** Opening INPUT block **

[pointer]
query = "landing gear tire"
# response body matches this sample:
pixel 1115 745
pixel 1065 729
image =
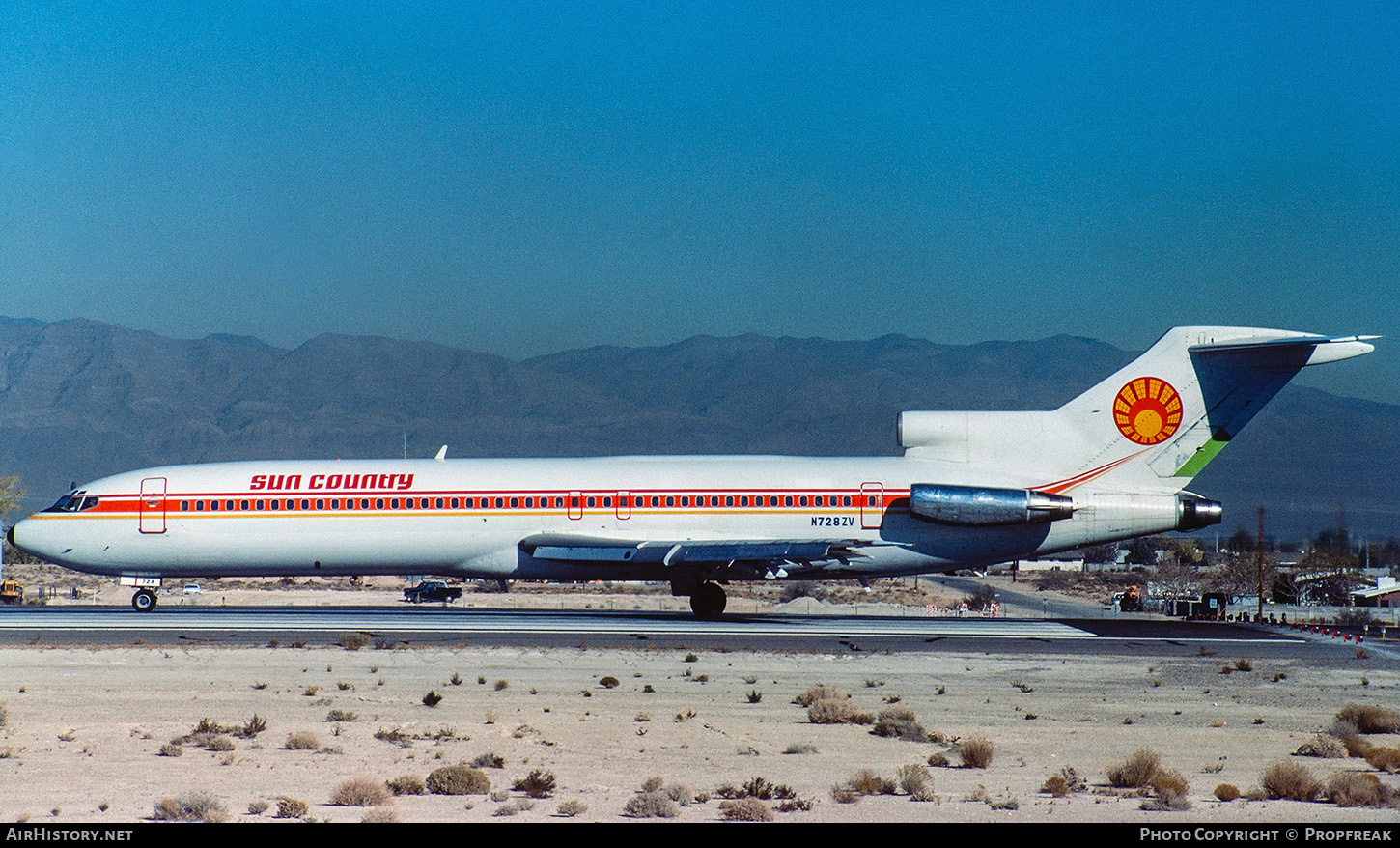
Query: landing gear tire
pixel 707 602
pixel 143 601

** Closing INPUT block **

TASK ITEM: Each entry above should be given again exactly, with its pictures omitted.

REPLY:
[pointer]
query = "landing gear tire"
# response body matches this sample:
pixel 1115 745
pixel 1065 729
image =
Query: landing gear tire
pixel 707 602
pixel 143 601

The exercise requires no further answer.